Description of the task —
Convert all of the records below into a numbered list with one line per number. Skip blank lines and leave the pictures out.

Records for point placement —
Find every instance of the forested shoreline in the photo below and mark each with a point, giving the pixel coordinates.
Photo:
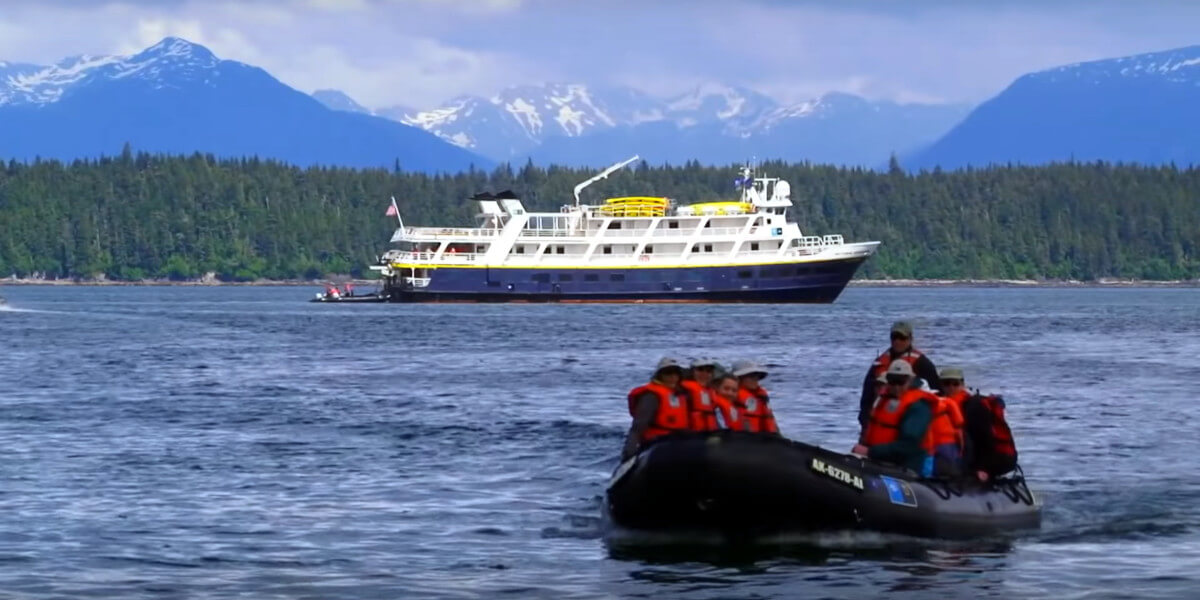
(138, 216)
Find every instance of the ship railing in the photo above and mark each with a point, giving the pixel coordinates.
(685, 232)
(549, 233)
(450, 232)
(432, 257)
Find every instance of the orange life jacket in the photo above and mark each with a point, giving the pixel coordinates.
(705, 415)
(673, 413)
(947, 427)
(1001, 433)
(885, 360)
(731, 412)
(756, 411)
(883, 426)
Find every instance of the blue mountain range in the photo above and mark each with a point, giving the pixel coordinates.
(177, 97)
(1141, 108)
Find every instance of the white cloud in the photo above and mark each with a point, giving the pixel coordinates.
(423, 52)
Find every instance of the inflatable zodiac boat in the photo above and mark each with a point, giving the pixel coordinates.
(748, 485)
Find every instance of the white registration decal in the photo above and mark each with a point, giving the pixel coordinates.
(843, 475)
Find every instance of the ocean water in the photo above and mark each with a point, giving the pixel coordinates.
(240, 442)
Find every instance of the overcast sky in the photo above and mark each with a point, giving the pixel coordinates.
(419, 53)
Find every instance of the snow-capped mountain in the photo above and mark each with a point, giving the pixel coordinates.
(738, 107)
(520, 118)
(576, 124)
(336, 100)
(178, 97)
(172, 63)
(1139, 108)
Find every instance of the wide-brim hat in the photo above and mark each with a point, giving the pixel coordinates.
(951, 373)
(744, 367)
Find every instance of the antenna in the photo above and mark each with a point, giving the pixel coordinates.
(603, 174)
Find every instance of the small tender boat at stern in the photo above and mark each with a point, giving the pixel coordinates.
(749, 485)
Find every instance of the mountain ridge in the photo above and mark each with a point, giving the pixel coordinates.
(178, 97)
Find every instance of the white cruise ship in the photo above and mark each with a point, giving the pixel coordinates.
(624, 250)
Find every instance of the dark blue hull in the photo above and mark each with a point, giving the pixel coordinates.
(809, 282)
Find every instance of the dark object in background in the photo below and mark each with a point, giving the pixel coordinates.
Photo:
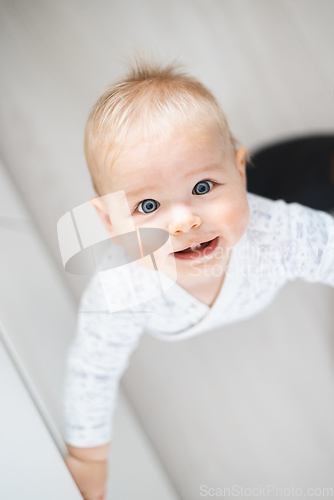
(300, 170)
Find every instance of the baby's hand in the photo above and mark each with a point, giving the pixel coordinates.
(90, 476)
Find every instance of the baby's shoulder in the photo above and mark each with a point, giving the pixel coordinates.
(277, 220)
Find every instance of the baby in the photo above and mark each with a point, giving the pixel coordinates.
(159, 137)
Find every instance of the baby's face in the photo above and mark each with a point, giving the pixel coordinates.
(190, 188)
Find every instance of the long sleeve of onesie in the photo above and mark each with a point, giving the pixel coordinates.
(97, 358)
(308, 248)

Reply —
1. Find every instance of the forested shoreline in the photo below and mark each with a point, giving the pixel coordinates.
2. Photo:
3. (138, 216)
4. Find every instance of the ship railing in the photo above and mark each with a point, giving the pixel coordinates.
5. (685, 232)
6. (549, 233)
7. (450, 232)
8. (432, 257)
9. Find every instance of the orange life jacket in the photo above and mark each with a point, giving the pixel coordinates.
10. (705, 415)
11. (673, 413)
12. (947, 427)
13. (1001, 433)
14. (885, 360)
15. (731, 412)
16. (756, 411)
17. (883, 426)
18. Find every instance of the blue mountain range in the photo above and mark each with a point, giving the pixel coordinates.
19. (177, 97)
20. (1141, 108)
21. Find every instance of the white cloud in the photo above and mark each with a point, giving the pixel coordinates.
22. (423, 52)
23. Find every instance of the inflatable zodiac boat in the photo above and mark each with a point, giving the pixel coordinates.
24. (748, 485)
25. Find every instance of the white registration decal in the photo above and mark each with a point, giving the pixel coordinates.
26. (843, 475)
27. Find every instance of the ocean water in the photo above and mark each with a point, giving the pixel coordinates.
28. (240, 442)
29. Find every instance of the overcast sky in the photo above and mark each with a point, giving the pixel coordinates.
30. (419, 53)
31. Find every instance of the snow-capped mountain in the photo above and mark each with a point, giving the pixel coordinates.
32. (738, 107)
33. (520, 118)
34. (576, 124)
35. (336, 100)
36. (178, 97)
37. (172, 63)
38. (1139, 108)
39. Find every instance of the wide-brim hat in the photo above and mark each with a point, giving the pixel coordinates.
40. (951, 373)
41. (744, 367)
42. Find every instance of the antenna in the photo above and mark each with a point, giving the pixel coordinates.
43. (603, 174)
44. Find every instance of the small tender boat at stern in the photo above and mark each with a point, giving the pixel coordinates.
45. (749, 485)
46. Find every instance of the mountain ridge in the photo above and mark each with a point, giving the pixel coordinates.
47. (178, 97)
48. Find every instance of the white cruise ship in the photo above and mark each with a point, giving the pixel coordinates.
49. (624, 250)
50. Find every instance of the dark blue hull in the photo above and mark each with a point, giving the pixel coordinates.
51. (809, 282)
52. Find every instance of the dark object in background in the photo below and mark each with a point, giving the pixel coordinates.
53. Photo:
54. (300, 170)
55. Find every instance of the baby's hand in the photo above and mark each with a point, giving the pixel coordinates.
56. (90, 476)
57. Find every instance of the baby's shoulder in the photo above and mark each with a point, giving the pixel coordinates.
58. (277, 220)
59. Find every instance of the baby in the photo above and mark each with a point, giving the pixel coordinates.
60. (159, 137)
61. Find every instance of the baby's face in the photo above and mark each with a point, giving the pixel coordinates.
62. (190, 188)
63. Find every instance of the long sleeve of onesie in the photo above and mark each with a point, giving the pixel coordinates.
64. (97, 358)
65. (308, 248)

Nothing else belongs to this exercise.